● **THE EXERCISE**: Rescale the rows from the first one through the line containing "[348,313,359,342]", both ends included, copying every request unchanged and multiplying each bounding-box coordinate in the answers by 0.45, rounded to whole numbers with halves rounded up. Give only those rows.

::: AVAILABLE DATA :::

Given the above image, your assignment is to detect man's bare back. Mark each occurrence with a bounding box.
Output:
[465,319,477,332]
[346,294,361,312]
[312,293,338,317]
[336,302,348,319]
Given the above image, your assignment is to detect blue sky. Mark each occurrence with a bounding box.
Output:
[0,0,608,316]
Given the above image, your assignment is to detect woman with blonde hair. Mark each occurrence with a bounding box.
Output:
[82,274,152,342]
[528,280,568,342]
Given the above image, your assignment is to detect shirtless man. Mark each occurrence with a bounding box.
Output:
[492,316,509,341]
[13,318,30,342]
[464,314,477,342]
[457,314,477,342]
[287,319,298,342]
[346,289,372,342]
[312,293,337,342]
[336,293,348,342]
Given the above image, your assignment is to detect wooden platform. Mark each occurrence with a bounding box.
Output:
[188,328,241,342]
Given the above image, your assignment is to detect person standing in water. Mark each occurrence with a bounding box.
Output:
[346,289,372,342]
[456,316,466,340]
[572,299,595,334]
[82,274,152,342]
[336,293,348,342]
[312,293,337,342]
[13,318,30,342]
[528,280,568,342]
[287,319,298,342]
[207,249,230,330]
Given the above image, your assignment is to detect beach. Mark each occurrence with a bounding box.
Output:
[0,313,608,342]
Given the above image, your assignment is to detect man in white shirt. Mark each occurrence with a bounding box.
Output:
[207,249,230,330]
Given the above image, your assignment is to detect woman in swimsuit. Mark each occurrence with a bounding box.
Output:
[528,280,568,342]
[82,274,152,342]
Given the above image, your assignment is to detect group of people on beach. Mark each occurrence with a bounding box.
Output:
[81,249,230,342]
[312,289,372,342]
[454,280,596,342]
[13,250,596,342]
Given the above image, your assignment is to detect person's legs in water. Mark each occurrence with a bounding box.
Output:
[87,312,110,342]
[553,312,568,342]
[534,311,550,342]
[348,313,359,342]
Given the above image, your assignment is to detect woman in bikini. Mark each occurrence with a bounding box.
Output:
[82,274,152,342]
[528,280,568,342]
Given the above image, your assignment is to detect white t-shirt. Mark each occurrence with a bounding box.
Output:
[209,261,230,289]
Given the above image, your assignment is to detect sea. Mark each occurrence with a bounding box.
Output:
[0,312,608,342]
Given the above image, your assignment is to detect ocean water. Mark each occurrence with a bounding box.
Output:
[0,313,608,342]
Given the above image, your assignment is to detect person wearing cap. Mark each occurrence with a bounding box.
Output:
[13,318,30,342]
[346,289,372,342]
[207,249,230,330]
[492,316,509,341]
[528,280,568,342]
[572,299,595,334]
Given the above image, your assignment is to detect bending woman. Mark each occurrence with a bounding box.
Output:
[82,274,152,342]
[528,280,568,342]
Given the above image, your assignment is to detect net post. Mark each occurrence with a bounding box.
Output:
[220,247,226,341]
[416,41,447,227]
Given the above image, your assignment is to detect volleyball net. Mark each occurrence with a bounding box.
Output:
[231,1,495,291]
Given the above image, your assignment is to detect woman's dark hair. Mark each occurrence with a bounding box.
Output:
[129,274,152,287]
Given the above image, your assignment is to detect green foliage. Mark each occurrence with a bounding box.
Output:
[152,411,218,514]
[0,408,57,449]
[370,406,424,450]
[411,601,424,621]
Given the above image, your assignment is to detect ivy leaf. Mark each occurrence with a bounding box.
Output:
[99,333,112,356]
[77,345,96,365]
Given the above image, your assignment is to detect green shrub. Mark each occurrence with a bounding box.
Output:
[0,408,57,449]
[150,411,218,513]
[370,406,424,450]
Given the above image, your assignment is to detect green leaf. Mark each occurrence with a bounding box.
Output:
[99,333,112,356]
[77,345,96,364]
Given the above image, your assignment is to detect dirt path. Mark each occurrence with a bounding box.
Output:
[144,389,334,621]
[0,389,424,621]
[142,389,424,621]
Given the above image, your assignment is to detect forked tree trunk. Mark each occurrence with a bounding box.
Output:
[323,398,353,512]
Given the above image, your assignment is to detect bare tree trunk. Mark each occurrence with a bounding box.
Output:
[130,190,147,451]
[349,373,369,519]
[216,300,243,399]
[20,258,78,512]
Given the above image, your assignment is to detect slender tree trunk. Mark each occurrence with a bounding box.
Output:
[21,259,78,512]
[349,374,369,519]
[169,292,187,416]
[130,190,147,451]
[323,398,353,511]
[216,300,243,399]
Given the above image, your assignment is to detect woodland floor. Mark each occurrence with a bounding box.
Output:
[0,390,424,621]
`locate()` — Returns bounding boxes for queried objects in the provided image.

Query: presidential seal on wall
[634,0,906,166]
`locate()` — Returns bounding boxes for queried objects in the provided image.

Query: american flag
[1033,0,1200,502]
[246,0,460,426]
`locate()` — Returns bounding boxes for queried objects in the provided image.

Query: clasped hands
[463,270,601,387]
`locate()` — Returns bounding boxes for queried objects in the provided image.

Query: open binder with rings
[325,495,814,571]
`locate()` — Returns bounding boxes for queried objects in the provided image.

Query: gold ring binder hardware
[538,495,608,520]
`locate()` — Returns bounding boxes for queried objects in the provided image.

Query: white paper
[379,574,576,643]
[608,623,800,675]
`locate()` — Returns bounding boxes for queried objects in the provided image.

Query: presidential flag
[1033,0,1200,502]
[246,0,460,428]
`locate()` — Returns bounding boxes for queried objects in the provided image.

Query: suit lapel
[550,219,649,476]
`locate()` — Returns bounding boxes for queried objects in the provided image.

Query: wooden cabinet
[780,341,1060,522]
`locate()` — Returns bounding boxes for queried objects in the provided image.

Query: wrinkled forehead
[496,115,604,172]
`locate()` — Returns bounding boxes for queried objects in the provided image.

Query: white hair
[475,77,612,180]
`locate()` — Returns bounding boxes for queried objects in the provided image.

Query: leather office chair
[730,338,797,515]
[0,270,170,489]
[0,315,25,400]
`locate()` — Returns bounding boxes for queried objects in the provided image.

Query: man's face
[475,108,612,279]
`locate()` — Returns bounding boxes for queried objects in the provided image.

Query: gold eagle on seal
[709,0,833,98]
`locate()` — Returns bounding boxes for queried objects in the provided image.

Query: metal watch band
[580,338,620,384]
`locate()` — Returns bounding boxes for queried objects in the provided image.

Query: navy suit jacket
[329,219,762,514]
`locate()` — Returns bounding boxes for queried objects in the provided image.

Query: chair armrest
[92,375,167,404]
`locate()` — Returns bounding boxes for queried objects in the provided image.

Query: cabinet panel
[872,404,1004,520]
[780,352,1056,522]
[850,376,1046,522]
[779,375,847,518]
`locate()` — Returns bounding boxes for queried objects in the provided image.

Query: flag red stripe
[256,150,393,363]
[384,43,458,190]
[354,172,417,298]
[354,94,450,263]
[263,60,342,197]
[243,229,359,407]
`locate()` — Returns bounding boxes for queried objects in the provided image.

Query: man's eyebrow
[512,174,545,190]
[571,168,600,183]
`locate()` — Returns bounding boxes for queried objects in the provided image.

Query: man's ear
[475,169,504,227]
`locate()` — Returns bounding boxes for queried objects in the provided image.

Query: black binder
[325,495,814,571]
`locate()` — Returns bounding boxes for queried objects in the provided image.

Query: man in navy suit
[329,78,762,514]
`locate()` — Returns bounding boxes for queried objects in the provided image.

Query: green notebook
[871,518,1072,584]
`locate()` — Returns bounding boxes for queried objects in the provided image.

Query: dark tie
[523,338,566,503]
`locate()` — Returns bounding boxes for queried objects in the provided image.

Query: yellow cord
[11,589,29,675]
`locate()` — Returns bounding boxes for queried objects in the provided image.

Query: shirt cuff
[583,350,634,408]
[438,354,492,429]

:::

● **COMPLETE OUTPUT**:
Given the above image, your assignment is to detect man's bare back. Mark each occurrence with a bounding box.
Output:
[209,144,215,149]
[156,132,162,140]
[140,132,152,143]
[151,136,157,144]
Given the above image, your assignment is to detect blue sky. Mark each occurrence with a bounding box.
Output:
[0,0,274,142]
Given the above image, your assignment is to detect woman with blonde hair. Mark each occurrence with a bounding box.
Output:
[37,123,68,154]
[238,126,256,154]
Given the above image, your assignment is to detect shirtless man. Mark each occurrence with a bounding box.
Output:
[221,142,229,153]
[6,143,14,154]
[209,141,215,154]
[206,141,215,154]
[129,144,134,154]
[156,130,167,154]
[140,132,152,154]
[151,132,157,154]
Given the above image, your assignment is to detect wooden platform. Mark each occurrence with a bounding box.
Output:
[85,148,108,154]
Given the above image, your assignment is to detect person standing in water. Mark each occurrence with a bounding box.
Output:
[156,130,167,154]
[205,142,210,153]
[257,135,268,150]
[37,123,68,154]
[151,132,157,154]
[140,132,152,154]
[6,143,14,154]
[238,126,256,154]
[129,144,134,154]
[93,112,104,149]
Given the above image, your assignment is to detect beach. Mark each occurrence with a bounding box.
Output:
[0,141,274,154]
Given the above image, your assignment is to detect man in white shirt. Mark each occurrence with a bounding box.
Output:
[93,112,104,149]
Given the above image, your assignment is to detect woman in swimsuit. Mark each occurrence with a bounding box.
Output:
[238,126,256,154]
[37,123,68,154]
Given the above image, your assignment is to detect group of people on beach. Mark each occurrence with a bounding box.
Output:
[36,112,104,154]
[140,130,167,154]
[204,126,268,154]
[6,113,268,154]
Given the above image, your assignment is to detect person's legs in water. Mark each occurrence with a bounding box.
Output:
[39,140,50,154]
[249,140,256,154]
[240,140,248,154]
[157,141,162,154]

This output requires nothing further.